Given problem: Copy out every entry below again, changing each "keypoint" to "marker" and leaving all other wording the same.

---- Information given

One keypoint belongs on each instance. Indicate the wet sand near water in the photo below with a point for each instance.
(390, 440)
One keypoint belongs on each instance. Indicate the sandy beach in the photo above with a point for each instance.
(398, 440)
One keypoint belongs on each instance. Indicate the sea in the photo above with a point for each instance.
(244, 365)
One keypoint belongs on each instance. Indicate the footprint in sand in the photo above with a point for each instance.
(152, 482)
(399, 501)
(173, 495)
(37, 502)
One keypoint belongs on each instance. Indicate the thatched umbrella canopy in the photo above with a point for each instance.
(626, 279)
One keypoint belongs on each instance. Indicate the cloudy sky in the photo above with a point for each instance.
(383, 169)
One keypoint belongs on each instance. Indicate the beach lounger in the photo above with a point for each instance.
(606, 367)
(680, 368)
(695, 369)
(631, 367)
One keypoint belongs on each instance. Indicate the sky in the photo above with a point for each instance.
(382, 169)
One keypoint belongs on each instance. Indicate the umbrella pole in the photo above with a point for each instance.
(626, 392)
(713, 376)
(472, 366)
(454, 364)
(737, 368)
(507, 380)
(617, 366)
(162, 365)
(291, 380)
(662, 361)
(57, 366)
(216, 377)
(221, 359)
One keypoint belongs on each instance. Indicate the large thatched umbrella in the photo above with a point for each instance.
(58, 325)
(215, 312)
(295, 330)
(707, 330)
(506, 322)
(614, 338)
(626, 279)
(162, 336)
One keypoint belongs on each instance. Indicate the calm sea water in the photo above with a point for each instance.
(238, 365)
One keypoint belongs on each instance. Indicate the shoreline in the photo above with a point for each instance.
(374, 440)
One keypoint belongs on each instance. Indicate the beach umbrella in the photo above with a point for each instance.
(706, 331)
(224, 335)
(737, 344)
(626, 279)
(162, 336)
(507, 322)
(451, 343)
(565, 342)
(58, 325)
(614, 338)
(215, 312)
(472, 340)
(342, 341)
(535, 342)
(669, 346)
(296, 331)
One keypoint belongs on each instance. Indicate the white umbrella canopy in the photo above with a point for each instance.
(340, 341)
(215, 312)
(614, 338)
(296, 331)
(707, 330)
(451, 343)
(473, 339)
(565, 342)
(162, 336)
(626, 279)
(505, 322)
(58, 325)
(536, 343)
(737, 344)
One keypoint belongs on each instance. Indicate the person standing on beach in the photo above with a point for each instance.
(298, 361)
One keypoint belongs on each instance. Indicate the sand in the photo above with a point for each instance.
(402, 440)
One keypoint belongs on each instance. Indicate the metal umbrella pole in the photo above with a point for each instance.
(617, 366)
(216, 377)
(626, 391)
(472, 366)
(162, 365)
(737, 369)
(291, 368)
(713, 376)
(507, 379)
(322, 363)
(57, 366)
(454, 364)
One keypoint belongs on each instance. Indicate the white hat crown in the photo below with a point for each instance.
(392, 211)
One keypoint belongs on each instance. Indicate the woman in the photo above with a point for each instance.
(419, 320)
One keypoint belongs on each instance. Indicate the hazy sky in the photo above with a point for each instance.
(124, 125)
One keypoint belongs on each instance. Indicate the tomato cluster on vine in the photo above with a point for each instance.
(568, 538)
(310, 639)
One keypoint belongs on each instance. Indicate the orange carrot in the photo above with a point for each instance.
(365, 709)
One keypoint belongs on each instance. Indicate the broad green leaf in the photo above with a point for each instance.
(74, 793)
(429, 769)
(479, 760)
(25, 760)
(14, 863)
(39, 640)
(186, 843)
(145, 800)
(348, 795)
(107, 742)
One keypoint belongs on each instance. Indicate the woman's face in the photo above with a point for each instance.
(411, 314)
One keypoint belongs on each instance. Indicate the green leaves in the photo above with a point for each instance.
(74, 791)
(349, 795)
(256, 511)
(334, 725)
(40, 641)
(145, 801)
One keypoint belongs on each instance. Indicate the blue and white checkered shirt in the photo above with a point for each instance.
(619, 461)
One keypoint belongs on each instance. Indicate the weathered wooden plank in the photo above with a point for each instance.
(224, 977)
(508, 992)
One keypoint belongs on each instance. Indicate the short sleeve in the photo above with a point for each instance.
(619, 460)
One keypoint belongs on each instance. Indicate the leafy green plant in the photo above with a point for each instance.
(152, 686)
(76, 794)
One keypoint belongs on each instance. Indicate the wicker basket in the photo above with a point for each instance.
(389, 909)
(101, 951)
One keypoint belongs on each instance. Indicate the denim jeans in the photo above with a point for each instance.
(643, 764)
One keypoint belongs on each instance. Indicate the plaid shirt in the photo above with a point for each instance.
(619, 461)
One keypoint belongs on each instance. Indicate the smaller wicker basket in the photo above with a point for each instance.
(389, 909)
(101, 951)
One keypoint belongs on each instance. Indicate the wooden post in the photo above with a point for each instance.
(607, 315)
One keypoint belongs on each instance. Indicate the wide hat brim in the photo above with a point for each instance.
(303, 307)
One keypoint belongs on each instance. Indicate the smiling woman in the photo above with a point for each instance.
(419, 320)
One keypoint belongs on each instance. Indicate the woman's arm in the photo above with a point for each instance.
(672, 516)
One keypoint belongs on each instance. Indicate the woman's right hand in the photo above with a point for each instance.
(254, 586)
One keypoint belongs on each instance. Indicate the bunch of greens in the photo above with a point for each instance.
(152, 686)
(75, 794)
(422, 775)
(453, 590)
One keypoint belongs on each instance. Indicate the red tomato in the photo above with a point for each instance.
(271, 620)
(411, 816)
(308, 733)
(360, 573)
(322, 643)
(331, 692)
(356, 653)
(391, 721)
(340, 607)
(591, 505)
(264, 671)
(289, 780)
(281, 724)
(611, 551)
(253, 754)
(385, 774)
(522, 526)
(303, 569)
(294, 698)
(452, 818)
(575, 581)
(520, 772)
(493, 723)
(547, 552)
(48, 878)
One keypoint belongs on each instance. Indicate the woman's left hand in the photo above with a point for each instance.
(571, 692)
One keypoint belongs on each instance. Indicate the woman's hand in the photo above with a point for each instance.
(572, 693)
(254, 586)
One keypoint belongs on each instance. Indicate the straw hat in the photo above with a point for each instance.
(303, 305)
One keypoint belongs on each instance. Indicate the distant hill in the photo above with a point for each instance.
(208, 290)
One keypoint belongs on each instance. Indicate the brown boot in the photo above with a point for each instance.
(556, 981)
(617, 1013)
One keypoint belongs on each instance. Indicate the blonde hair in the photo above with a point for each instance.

--------

Answer for the task:
One marker belongs on each instance. Indicate the wet sand near water in the photo below with a point for each instance.
(390, 440)
One marker belongs on each instance. Indicate the sandy beach in the photo above with a point for each instance.
(398, 440)
One marker belongs on each instance. Indicate the sea in the photo above with a point for each instance.
(244, 365)
One marker belongs on each instance. Indicate the footprint in sand in the photo above with a point for each instance.
(152, 482)
(399, 501)
(173, 495)
(37, 502)
One marker belongs on each instance. Indicate the thatched umbrella canopy in the photo above with a point for each instance.
(626, 279)
One marker belongs on each instance. Indicate the cloudy sky in the photo above with a point for each instance.
(383, 169)
One marker belongs on each instance. Indicate the beach lounger in the photo above with a point for each instance.
(606, 367)
(680, 368)
(695, 369)
(631, 367)
One marker belongs on each instance. Indicate the sky in the photo above with a point for each instance.
(382, 169)
One marker belongs on each instance. Indicate the umbrella pole in the photo above with a point for each instance.
(626, 392)
(713, 376)
(472, 366)
(454, 364)
(737, 368)
(507, 380)
(617, 366)
(162, 365)
(291, 380)
(662, 361)
(57, 366)
(216, 377)
(221, 359)
One marker belongs on each instance. Indicate the large thatched umbrella in the photo above with a point for each instance.
(58, 325)
(215, 312)
(295, 330)
(707, 330)
(506, 322)
(614, 338)
(626, 279)
(162, 336)
One marker belongs on each instance. Indicate the calm sea water in the photo above with a point for each instance.
(238, 365)
One marker belongs on each instance. Indicate the shoreline in the photo above with a point for each instance.
(374, 440)
One marker belongs on each instance. Indicate the beach umbrella in the photo above with a point for each instance.
(706, 331)
(224, 335)
(737, 344)
(626, 279)
(162, 336)
(507, 322)
(451, 343)
(565, 342)
(58, 325)
(614, 338)
(215, 312)
(472, 340)
(342, 341)
(535, 342)
(669, 346)
(296, 331)
One marker belongs on each instance. Indicate the white umbrella canopy in the photo above with a point for each instance.
(340, 341)
(215, 312)
(614, 338)
(296, 331)
(707, 330)
(451, 343)
(473, 339)
(565, 342)
(162, 336)
(626, 279)
(505, 322)
(58, 325)
(536, 343)
(737, 344)
One marker belongs on each instance. Indicate the person standing on beach in the photo above with a point for each instance.
(298, 361)
One marker belongs on each instance. Indicate the sand in the photo above with a point for each instance.
(402, 440)
One marker belongs on each instance. Indicate the metal umbrella pole in the photo above with a point for each instance.
(617, 366)
(216, 377)
(626, 391)
(472, 366)
(162, 365)
(737, 369)
(291, 368)
(713, 376)
(507, 379)
(322, 363)
(57, 366)
(454, 364)
One marker belongs on each instance. Indicate the white hat crown in the photo below with a point for each instance.
(392, 211)
One marker belongs on each instance. Indicate the woman in the photo above with a point for each instance.
(419, 320)
One marker belongs on each instance. Indicate the hazy sky in the photo above with a point for each instance.
(124, 125)
One marker belongs on each instance. Indicate the tomato cluster on vine in the photo above with a point for each instance.
(568, 538)
(310, 639)
One marker belongs on each instance. Indicate the orange carrot in the photo above with a point for each instance.
(365, 709)
One marker belongs on each instance. Indicate the broad green leaf in the photo above with a point for each instance.
(74, 793)
(429, 769)
(479, 760)
(25, 760)
(14, 863)
(39, 640)
(186, 843)
(145, 800)
(348, 795)
(107, 742)
One marker belongs on each instance. Indicate the woman's face in the photo above with a point for each instance.
(411, 314)
One marker belongs on each instance. Indicate the green leaves in the photo above with a point for each instance.
(74, 791)
(349, 795)
(256, 511)
(334, 725)
(40, 641)
(145, 801)
One marker belongs on each instance. Indicate the blue and white checkered shirt in the photo above with a point for each instance.
(619, 461)
One marker belongs on each instance. Indicate the weathered wooden plank in the photo above with a point for each instance.
(224, 977)
(508, 992)
One marker belongs on each instance. Indicate the short sleeve in the photo above with a point for each instance.
(619, 460)
One marker belongs on each instance. Indicate the leafy green plant in the photo above with a point for each instance.
(152, 686)
(76, 794)
One marker belongs on each instance. Indicate the wicker basket in the photo above with a point for each instance.
(389, 909)
(101, 951)
One marker belongs on each instance. Indicate the denim jeans in the photo above with a point for each instance.
(643, 764)
One marker belongs on each instance. Indicate the plaid shirt in the photo above with a point for each instance.
(619, 461)
One marker belongs on each instance. Indicate the smaller wicker basket in the photo above with a point for each instance.
(389, 909)
(101, 951)
One marker belongs on each instance. Indicate the wooden post in the photo above with a point for each instance.
(607, 315)
One marker belongs on each instance. Indicate the wide hat brim in the photo above with a point for each instance.
(303, 307)
One marker belongs on each instance. Indicate the smiling woman in the photo above with a point for each instance.
(419, 320)
One marker belongs on each instance. Indicate the woman's arm in the photo above with a point for each instance.
(672, 516)
One marker belongs on each instance. Indicate the woman's right hand in the photo above with a point for each instance.
(254, 586)
One marker belongs on each instance. Indicate the bunch of greens in the photo above with a point for each instance.
(152, 686)
(75, 794)
(422, 775)
(453, 590)
One marker belongs on each instance. Indicate the red tomato in the photo above with a point for each instance.
(271, 620)
(411, 816)
(308, 733)
(360, 573)
(322, 643)
(331, 692)
(356, 653)
(391, 721)
(340, 607)
(591, 505)
(264, 671)
(289, 780)
(281, 724)
(611, 551)
(253, 754)
(385, 774)
(522, 526)
(303, 569)
(294, 698)
(452, 818)
(575, 581)
(520, 772)
(493, 723)
(547, 552)
(48, 878)
One marker belongs on each instance. Indicate the woman's left hand in the photo above with a point for each instance.
(571, 692)
One marker belongs on each instance. Indicate the woman's hand in the photo above with a point for each instance.
(572, 693)
(254, 586)
One marker belongs on each instance. Indicate the straw hat in the photo above with a point for each instance.
(303, 305)
One marker belongs on each instance. Indicate the distant hill in the photo above with a point for each instance.
(208, 290)
One marker belongs on each instance. Indicate the brown boot in the photo above with a point for each instance.
(556, 981)
(617, 1013)
One marker belongs on each instance. Indicate the blonde hair in the photo above with a point for each instance.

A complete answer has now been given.